:: Extracted text

- Born: March 4, 1949 Budapest, Hungary
- Died: November 1, 2025 (aged 76) La Jolla, California, U.S.
- Occupation: Film and television screenwriter
- Spouse: William Gough ​ ​(m. 1982; div. 1996)​

= Anna Sandor =

Hungarian-born Canadian-American screenwriter (1949–2025)

Anna Sandor (March 4, 1949 – November 1, 2025) was a Hungarian-born Canadian-American film and television screenwriter. Sandor began her career as an actress, becoming a writer in her mid-twenties. Her films garnered numerous major awards, including multiple Emmy nominations, three Humanitas Prizes, the Writers Guild of America Award and the Gemini Award. She also won the Margaret Collier Award for lifetime achievement in the Canadian industry.

==Life and career==
Sandor was born on March 4, 1949, in Budapest, Hungary, to Holocaust survivors Paul and Agnes Sandor. She was a graduate of Harbord Collegiate Institute and the School of Dramatic Art at the University of Windsor.

Her Canadian credits include the television films A Population of One (1980), The Running Man (1981), Charlie Grant's War (1985), The Marriage Bed (1986), Mama's Going to Buy You a Mockingbird (1987) and Two Men (1988), and episodes of the television series King of Kensington, Flappers, Seeing Things and Hangin' In, a sitcom she co-created that ran for seven seasons. She moved to the United States in 1989. Her American movies for television include Miss Rose White (Emmy winner); Amelia Earhart: The Final Flight (starring Diane Keaton); My Louisiana Sky (Emmy winner) and many other notable films.

Sandor married William Gough in 1982. They divorced in 1996. Sandor lived in San Diego, California. She died of complications from melanoma in La Jolla, California, on November 1, 2025, at the age of 76.

::::
:: Data for review

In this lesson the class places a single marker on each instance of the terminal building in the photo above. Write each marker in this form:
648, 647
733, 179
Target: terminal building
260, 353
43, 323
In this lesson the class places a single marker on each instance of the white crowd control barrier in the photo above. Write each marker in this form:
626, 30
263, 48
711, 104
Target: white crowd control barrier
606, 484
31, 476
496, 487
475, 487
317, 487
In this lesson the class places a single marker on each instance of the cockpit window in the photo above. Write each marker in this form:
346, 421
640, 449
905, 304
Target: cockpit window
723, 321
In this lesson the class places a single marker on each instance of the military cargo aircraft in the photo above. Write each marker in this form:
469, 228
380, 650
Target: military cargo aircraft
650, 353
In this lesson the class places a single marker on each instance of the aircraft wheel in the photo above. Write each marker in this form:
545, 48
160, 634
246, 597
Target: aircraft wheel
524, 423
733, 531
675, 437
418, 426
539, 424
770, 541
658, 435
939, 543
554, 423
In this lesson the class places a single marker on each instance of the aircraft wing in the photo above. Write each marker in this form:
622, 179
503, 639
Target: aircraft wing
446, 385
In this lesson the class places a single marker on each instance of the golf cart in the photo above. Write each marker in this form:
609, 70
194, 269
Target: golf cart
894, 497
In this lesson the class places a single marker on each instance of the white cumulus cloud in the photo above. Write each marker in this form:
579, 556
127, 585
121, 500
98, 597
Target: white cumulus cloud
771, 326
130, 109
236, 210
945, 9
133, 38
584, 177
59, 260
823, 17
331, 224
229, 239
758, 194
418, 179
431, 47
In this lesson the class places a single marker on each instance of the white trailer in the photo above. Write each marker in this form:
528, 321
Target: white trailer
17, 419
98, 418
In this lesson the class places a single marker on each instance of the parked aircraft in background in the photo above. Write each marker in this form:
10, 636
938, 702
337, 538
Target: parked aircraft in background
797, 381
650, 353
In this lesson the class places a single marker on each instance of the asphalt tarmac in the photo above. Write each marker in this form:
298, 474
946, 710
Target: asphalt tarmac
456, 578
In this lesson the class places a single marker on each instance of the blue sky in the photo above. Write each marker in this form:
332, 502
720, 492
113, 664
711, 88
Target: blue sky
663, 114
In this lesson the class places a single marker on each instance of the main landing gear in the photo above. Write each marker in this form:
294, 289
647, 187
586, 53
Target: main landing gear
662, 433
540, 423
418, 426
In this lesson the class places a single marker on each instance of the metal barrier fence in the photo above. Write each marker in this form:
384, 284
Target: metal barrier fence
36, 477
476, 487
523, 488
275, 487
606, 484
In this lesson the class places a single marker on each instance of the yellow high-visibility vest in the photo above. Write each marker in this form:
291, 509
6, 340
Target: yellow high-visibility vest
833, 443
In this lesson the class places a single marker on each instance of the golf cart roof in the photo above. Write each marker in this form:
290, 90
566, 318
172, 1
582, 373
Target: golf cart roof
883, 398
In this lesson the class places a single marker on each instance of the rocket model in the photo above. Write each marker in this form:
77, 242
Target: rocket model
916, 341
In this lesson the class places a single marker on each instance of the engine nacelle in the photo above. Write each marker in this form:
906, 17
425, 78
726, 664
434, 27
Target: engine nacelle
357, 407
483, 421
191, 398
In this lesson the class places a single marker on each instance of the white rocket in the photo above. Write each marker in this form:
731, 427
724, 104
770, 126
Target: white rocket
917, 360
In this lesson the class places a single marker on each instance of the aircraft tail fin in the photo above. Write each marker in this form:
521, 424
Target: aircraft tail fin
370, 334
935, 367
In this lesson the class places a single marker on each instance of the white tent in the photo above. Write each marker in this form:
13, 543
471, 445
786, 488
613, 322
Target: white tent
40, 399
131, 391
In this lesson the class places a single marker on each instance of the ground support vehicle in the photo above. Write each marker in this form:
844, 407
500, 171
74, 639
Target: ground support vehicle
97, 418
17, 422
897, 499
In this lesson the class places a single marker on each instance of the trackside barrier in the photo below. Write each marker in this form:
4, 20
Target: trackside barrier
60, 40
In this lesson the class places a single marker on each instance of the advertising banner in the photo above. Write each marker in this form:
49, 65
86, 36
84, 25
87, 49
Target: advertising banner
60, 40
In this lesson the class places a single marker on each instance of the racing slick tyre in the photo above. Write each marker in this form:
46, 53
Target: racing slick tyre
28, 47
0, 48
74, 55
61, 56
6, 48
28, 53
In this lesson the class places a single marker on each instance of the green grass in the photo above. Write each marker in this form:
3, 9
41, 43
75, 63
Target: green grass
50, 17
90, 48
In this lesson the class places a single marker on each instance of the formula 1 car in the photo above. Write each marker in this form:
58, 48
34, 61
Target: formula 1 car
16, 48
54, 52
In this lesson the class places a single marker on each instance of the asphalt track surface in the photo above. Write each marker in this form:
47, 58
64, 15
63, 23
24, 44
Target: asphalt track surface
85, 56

::::

Which sitcom did Anna Sandor co-create, according to her biography? Rely only on the Anna Sandor biography, not on the items.

■ Result of the exercise ■
Hangin' In